What is required -
The answer must consist of each line of the records below that contains the string "water".

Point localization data
* * * * * * *
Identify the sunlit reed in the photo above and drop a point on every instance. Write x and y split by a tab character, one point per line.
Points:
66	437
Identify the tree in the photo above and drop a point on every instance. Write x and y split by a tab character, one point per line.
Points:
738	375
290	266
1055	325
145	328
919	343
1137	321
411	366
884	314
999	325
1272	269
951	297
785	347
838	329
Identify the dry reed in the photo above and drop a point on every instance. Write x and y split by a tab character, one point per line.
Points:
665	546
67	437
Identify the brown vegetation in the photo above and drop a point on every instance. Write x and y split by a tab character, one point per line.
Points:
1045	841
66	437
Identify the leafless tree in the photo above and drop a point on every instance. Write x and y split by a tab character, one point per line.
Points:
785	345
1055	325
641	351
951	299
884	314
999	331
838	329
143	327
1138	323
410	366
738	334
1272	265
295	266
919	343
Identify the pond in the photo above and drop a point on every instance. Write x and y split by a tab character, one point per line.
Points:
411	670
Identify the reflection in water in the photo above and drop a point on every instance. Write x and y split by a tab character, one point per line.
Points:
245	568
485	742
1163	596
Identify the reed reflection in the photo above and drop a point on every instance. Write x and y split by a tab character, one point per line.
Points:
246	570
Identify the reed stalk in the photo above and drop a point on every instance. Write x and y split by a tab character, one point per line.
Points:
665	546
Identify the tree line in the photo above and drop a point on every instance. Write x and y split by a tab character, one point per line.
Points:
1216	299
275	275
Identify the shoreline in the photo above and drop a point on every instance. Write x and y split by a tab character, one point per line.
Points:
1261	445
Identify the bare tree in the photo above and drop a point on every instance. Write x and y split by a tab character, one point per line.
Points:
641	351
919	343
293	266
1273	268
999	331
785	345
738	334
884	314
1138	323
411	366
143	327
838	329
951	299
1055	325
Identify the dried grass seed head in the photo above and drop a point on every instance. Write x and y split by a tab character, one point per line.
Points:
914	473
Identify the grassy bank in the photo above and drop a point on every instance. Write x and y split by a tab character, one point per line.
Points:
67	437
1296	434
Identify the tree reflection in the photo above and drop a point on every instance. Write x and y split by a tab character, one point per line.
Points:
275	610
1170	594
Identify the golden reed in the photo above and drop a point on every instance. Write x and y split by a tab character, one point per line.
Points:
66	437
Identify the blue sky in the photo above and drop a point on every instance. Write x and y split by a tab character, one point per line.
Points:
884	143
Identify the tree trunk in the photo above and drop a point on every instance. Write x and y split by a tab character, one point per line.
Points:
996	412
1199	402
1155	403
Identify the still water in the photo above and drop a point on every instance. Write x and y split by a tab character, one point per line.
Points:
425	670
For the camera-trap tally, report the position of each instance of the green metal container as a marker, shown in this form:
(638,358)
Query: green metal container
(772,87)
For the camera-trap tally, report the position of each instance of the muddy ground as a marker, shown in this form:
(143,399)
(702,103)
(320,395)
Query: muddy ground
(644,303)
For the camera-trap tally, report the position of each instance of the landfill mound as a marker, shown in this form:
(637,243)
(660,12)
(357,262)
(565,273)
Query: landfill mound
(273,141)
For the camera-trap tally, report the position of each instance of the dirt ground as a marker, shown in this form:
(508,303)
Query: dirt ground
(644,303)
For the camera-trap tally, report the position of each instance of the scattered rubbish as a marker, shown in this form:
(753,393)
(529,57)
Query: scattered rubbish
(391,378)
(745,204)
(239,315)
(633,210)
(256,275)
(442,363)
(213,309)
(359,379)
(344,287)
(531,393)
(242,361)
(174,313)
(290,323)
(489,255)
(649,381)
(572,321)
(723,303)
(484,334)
* * * * * * *
Solution to the exercise -
Identify the reflection in water in the photo above and drop a point on every instance. Write x and y split by a tab character, one point per line.
Identify the still water in the photo above and drop a point on every instance. Write x and y split by a tab character, one point per line.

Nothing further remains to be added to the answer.